-- begin --

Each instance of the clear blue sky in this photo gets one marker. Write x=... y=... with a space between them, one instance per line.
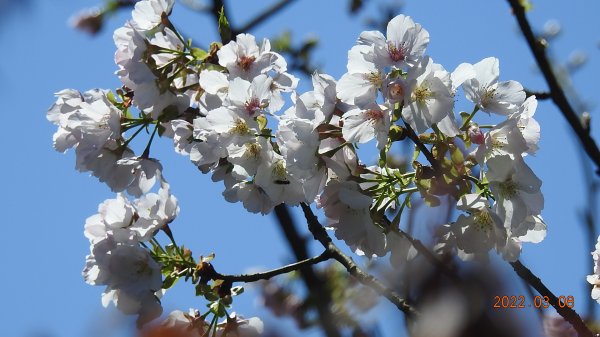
x=45 y=201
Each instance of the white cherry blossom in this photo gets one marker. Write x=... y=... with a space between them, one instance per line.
x=428 y=98
x=404 y=45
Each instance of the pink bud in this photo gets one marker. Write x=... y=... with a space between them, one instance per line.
x=476 y=135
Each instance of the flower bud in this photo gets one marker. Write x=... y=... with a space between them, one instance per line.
x=476 y=135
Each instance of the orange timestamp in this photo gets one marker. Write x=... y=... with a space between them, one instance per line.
x=519 y=302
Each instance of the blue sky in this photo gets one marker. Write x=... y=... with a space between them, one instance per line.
x=45 y=201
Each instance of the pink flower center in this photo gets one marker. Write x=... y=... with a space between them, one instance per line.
x=252 y=105
x=397 y=53
x=374 y=115
x=245 y=62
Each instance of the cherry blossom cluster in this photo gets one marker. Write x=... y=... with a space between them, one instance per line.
x=219 y=106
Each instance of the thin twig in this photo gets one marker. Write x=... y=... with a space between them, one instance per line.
x=363 y=277
x=558 y=96
x=413 y=136
x=539 y=95
x=274 y=272
x=316 y=285
x=567 y=313
x=262 y=16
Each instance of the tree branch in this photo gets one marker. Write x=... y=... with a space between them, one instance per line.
x=539 y=95
x=567 y=313
x=262 y=16
x=363 y=277
x=274 y=272
x=557 y=94
x=316 y=286
x=410 y=133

-- end --

▶ [Problem to solve]:
With both ends included, please retype exactly the lines from the line containing "Each instance of the flower" to the final line of the data.

▶ [Answer to the exercise]:
Each instance of the flower bud in this photo gets one marker. Write x=... y=... with a space between them, one instance per line.
x=476 y=135
Each instance of the orange timestamp in this photo gets one marker. Write x=... y=... with a space between them, one instance per line.
x=519 y=302
Each instance of the blue sky in this photo gets one marker. Write x=... y=... with a space between them, one instance per line.
x=45 y=201
Each instance of the pink flower center in this photo gets one marker. Write x=... y=... with a space between them, one instance per line.
x=252 y=105
x=397 y=53
x=374 y=115
x=245 y=62
Each instance of the cherry blossom cluster in this photo gets one marker. Write x=... y=... with a space between them, one instance per line.
x=219 y=106
Each instance of the thin twig in this photo gets one marker. Write x=... y=... with a space between them, one instance per line.
x=363 y=277
x=558 y=96
x=413 y=136
x=539 y=95
x=274 y=272
x=316 y=285
x=567 y=313
x=262 y=16
Each instance of the tree branch in this photo gets one marker. Write x=... y=... with a space between them, one instance per line.
x=539 y=95
x=567 y=313
x=262 y=16
x=363 y=277
x=274 y=272
x=557 y=94
x=316 y=286
x=410 y=133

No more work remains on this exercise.